◆ **LISTED RECORDS**:

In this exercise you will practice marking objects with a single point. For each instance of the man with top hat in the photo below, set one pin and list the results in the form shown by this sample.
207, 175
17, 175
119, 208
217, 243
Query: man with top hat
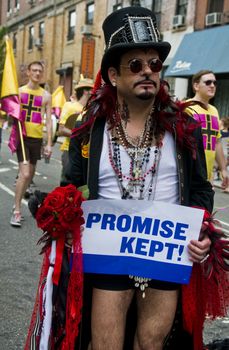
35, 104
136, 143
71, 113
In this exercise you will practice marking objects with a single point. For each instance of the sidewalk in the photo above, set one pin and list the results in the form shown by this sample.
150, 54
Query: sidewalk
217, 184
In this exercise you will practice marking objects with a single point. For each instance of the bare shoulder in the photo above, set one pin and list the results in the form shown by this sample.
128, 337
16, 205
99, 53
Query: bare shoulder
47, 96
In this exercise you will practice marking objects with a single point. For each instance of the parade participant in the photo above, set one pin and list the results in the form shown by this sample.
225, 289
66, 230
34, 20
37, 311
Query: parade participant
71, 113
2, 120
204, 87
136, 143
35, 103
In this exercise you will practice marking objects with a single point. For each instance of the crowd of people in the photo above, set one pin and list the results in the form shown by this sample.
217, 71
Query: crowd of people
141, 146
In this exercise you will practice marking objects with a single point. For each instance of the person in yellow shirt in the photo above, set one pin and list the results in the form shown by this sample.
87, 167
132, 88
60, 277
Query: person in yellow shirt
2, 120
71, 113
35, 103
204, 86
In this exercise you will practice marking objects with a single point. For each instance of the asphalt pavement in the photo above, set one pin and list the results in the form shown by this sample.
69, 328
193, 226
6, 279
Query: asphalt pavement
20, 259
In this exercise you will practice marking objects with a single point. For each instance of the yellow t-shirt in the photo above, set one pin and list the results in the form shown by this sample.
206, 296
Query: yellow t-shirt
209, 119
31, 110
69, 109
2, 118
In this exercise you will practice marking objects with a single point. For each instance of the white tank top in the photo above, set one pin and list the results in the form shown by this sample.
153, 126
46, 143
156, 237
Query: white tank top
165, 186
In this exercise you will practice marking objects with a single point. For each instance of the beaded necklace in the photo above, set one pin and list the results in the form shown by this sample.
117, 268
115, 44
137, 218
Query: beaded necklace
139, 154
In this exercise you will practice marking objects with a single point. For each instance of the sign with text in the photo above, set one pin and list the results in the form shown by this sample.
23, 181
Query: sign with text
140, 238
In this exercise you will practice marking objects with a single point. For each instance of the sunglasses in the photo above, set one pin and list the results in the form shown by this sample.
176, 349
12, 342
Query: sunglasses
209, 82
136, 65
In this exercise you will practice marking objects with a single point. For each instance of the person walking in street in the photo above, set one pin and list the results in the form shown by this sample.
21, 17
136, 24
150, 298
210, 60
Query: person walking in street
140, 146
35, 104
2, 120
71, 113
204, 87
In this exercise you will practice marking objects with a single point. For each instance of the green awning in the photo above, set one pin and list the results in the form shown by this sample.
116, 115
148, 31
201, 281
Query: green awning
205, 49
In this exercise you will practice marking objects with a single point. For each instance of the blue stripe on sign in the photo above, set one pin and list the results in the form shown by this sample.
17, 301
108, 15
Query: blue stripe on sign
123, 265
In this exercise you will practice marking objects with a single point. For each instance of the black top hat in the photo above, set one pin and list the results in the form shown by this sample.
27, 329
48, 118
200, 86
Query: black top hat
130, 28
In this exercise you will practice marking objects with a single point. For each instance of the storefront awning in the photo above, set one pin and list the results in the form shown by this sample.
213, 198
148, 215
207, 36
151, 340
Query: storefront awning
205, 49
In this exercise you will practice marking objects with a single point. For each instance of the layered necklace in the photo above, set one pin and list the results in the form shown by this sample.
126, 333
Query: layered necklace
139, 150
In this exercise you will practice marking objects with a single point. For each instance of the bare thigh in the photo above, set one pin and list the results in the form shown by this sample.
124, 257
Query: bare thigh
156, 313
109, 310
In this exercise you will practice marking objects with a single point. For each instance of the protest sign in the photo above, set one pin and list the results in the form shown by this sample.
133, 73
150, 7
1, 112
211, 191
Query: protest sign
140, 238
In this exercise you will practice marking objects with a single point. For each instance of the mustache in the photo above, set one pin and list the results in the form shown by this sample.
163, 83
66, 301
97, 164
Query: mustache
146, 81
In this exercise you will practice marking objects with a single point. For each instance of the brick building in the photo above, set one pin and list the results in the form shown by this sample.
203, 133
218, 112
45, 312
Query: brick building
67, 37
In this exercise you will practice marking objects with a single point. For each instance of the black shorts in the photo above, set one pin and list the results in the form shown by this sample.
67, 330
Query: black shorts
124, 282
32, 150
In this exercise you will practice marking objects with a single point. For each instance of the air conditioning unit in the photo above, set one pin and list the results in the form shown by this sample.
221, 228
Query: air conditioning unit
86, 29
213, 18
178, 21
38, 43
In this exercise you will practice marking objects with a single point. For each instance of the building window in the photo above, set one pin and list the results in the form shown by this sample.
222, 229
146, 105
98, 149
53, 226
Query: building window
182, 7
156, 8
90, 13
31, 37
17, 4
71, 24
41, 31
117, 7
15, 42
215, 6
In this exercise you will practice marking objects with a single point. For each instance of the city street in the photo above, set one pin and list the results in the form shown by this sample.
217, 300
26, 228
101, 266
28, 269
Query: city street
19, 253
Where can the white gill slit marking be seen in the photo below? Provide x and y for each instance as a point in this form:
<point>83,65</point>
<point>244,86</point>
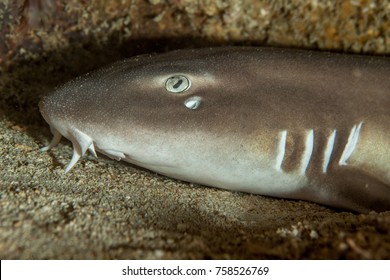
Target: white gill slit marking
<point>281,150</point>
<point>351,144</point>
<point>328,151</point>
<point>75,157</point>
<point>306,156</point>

◆ **EXERCISE PROMPT**: Pictures must be left out. Repeat exactly the lines from the one containing "of the brick" through the final line of the data.

◆ **ANSWER TO THE EXERCISE**:
In this exercise you will practice marking objects with a single point. For each instance of the brick building in the photo above, set one pin and list the results in the form shown by this sample.
203, 133
218, 112
45, 312
Query: brick building
67, 37
In this exercise you will practice marking objects with a single point. For each instance of the black shorts in the photo above, set one pin and list the results in the form shown by this sample.
67, 330
Query: black shorts
124, 282
32, 150
In this exercise you will practice marking objects with a single point. For each instance of the air conditioning unit in the photo above, set one pin and list the results in the form shown by this sample.
221, 228
Query: air conditioning unit
86, 29
213, 18
178, 21
38, 43
In this exercise you will practice marking objects with a single point. For each instance of the building window in the photo above, set one pin and list the results in the form shown by this sample.
222, 229
146, 105
98, 149
53, 226
Query: building window
182, 7
156, 8
90, 13
31, 37
17, 4
71, 24
41, 31
117, 7
15, 42
215, 6
In this exercise you will practice marking objects with a single point. For each instance of the city street in the photo above, set one pin and list the results in the form shown by this sample.
217, 300
26, 228
101, 266
28, 269
Query: city street
19, 253
Where can the white gill slit marking be seen in the photo below? Provide x and y for each instance as a point in this form:
<point>83,65</point>
<point>244,86</point>
Target: white gill slit marking
<point>281,150</point>
<point>351,144</point>
<point>328,151</point>
<point>75,157</point>
<point>306,156</point>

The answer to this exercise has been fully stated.